■ Kısa problem a ■
Aşağıdaki kayıtlarda "pants" dizesini içeren tüm satırları gösterin. Büyük/küçük harf ayrımı dikkate alınır.

■ Metin parçası ■

________________________________________

• Sonuç bulunamadı

2.3. TÜRKİYE’DE TASARRUFLARIN BELİRLEYİCİLERİ VE TASARRUFUN

2.3.4. Sermaye Hareketlerinin Tasarruflar Üzerindeki Etkileri

2.3.4.5. Sermaye Hareketlerini Belirleyen Faktörler

2.3.4.5.2. Çekici (Pull) Faktörler

Çekici faktörler olarak adlandırılan sermayeyi yurtiçine çeken faktörler ülkenin iç dinamiklerinden oluşmaktadır.

2.3.4.5.2.1. Sermaye Hareketleri Üzerindeki Kontrollerin Kalkması ve Finansal Liberalizasyon

1970’lerin başına kadar küresel anlamda kur sistemi sabit kur sistemine dayanıyordu. Bu dönemde sabit kur sisteminin yıkılışıyla gelişmekte olan ülkeler kur rejimi olarak esnek kur sistemini seçmiş ve sermaye hareketlerini liberalleştirmişlerdir. Gelişmekte olan ülkeler diğer yandan McKinnon ve Shaw’ın (1973) öne sürdüğü finansal liberalizasyon tezi IMF nezdinde bir politika olarak kabul edilmesiyle birlikte ülkeler sermaye hareketleri üzerindeki kısıtlamaları kaldırmaya başlamıştır. Bunun sonucunda gelişmiş ülkelerde yoğunlaşmış olan sermaye rasyonel bir şekilde yüksek getiri sağlayan gelişmekte olan ülkelere doğru hareket etmeye başlamıştır (Kar ve Tatlısöz, 2008: 10).

2.3.4.5.2.2. Ulaşım ve Haberleşme Teknolojisi Alanındaki Gelişmeler

Ulaşım ve haberleşme teknolojisindeki ilerlemenin iki etkisi olmuştur. Bunlardan birincisi gelişmekte olan ülkelerin mali piyasalarında işlemleri kolaylaştırmış bir diğer etkisi de haberleşme maliyetlerini düşürerek sermayenin

dolaşımını kolaylaştırmıştır. Haberleşme maliyetlerindeki düşüşü örnekleyecek olursak; New York ve Londra arasında üç dakikalık telefon konuşmasının maliyeti 1950’de 54,86 dolar, 1970’te 31,58 dolar, 1990 yılında ise 3,32 dolar olmuştur (Ghai, 1995: 53).

________________________________________

■ İşlenecek kayıtlar ■
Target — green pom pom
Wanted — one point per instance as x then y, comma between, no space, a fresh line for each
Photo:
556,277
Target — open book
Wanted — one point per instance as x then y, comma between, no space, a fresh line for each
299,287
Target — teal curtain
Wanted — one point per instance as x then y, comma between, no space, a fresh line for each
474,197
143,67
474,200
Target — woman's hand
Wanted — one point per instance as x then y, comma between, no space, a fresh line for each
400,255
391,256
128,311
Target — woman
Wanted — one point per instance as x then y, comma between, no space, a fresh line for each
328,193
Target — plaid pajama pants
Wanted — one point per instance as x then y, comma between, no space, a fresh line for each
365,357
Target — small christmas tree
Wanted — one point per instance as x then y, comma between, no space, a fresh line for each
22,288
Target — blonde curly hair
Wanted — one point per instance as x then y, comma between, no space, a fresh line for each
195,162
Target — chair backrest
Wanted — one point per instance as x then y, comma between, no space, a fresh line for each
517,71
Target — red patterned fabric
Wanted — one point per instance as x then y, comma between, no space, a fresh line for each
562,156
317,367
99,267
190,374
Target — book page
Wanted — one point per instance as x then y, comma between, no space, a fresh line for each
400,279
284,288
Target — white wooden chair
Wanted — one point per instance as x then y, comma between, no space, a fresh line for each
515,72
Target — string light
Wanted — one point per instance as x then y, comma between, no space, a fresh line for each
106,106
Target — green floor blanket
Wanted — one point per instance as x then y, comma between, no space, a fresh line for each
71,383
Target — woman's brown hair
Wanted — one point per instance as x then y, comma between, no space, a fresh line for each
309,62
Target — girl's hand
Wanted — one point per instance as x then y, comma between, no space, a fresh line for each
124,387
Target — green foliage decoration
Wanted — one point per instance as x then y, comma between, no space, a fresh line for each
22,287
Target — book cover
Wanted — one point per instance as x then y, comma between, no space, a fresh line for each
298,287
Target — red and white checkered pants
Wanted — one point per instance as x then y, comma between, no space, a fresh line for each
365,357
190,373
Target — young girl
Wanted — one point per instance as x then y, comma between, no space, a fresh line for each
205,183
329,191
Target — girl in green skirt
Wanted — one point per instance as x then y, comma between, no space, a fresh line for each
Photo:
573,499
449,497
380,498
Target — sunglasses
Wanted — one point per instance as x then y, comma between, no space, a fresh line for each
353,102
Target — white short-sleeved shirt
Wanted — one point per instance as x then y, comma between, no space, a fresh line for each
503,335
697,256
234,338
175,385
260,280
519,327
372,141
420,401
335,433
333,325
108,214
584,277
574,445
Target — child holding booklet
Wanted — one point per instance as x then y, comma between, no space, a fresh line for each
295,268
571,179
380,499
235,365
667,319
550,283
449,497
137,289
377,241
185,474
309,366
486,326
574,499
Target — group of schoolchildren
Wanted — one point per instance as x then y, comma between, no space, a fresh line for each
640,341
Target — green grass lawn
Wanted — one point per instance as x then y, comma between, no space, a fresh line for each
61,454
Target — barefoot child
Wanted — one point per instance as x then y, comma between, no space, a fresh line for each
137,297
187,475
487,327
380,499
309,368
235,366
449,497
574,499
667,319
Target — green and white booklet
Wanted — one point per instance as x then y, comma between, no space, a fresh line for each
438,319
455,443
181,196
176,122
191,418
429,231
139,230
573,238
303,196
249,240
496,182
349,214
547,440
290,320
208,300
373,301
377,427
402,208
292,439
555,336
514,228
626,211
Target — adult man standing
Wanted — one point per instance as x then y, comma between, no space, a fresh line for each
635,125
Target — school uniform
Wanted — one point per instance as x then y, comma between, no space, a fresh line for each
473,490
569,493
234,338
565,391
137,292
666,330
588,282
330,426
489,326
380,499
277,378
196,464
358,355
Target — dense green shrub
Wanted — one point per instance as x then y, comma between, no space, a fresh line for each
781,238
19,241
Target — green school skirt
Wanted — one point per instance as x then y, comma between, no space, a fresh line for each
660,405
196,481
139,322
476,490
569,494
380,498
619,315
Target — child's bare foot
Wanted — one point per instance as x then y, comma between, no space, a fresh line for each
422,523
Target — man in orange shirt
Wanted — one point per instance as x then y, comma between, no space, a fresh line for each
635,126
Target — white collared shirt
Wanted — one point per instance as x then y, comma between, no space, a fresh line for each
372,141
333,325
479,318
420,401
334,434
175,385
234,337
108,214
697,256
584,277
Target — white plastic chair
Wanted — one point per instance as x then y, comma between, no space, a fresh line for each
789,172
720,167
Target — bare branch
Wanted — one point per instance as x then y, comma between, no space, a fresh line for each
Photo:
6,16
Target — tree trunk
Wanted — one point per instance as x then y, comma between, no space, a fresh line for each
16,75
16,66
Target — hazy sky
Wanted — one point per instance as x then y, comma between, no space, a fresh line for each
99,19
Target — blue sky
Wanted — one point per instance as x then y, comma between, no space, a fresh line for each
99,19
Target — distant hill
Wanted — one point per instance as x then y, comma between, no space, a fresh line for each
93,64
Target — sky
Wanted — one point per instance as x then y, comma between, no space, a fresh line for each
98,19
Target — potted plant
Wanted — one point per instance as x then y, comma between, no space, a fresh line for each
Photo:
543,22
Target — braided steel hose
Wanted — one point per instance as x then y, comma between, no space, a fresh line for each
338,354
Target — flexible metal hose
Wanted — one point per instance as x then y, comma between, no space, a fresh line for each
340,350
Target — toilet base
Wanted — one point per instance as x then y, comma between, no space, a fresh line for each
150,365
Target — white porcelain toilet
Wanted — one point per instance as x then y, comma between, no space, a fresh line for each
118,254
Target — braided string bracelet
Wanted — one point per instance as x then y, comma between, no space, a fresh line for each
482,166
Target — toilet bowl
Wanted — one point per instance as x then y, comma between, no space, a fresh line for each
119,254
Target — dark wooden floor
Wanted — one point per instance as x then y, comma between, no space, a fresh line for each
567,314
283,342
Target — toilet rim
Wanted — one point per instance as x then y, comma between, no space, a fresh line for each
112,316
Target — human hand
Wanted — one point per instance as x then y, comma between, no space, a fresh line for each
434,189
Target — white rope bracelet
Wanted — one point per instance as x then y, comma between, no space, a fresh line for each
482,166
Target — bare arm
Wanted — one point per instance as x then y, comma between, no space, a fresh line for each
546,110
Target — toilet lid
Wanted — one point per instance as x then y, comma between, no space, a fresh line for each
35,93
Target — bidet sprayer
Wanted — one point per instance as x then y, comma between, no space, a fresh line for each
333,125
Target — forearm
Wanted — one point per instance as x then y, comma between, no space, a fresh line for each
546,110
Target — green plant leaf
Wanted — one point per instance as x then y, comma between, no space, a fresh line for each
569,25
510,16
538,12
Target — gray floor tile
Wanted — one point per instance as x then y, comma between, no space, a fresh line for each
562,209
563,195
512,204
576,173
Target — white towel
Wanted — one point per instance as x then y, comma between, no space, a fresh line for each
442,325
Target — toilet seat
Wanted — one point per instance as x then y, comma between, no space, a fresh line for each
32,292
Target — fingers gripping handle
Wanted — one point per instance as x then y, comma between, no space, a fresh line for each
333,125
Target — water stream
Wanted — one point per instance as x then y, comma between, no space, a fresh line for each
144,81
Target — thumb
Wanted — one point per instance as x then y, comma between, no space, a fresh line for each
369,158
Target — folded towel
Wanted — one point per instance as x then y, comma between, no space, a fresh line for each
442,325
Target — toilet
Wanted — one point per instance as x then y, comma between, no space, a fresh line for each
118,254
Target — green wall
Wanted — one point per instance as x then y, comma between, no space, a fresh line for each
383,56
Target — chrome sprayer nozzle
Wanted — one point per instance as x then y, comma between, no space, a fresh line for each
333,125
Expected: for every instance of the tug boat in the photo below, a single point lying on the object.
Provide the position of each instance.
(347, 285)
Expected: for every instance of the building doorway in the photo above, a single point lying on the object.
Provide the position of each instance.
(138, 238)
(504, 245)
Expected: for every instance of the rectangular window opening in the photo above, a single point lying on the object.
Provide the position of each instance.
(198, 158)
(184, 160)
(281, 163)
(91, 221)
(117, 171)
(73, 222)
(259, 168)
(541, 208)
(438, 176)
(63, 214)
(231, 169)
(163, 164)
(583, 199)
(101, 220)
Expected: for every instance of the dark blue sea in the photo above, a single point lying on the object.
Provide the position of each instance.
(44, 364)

________________________________________

■ Kısa problem b ■
Sermaye hareketleri metnine göre New York ile Londra arasındaki üç dakikalık telefon konuşmasının maliyeti 1990 yılında kaç dolardı?

■ Doğru cevap a ■
Target — plaid pajama pants
Target — red and white checkered pants

■ Doğru cevap b ■
3,32 dolar.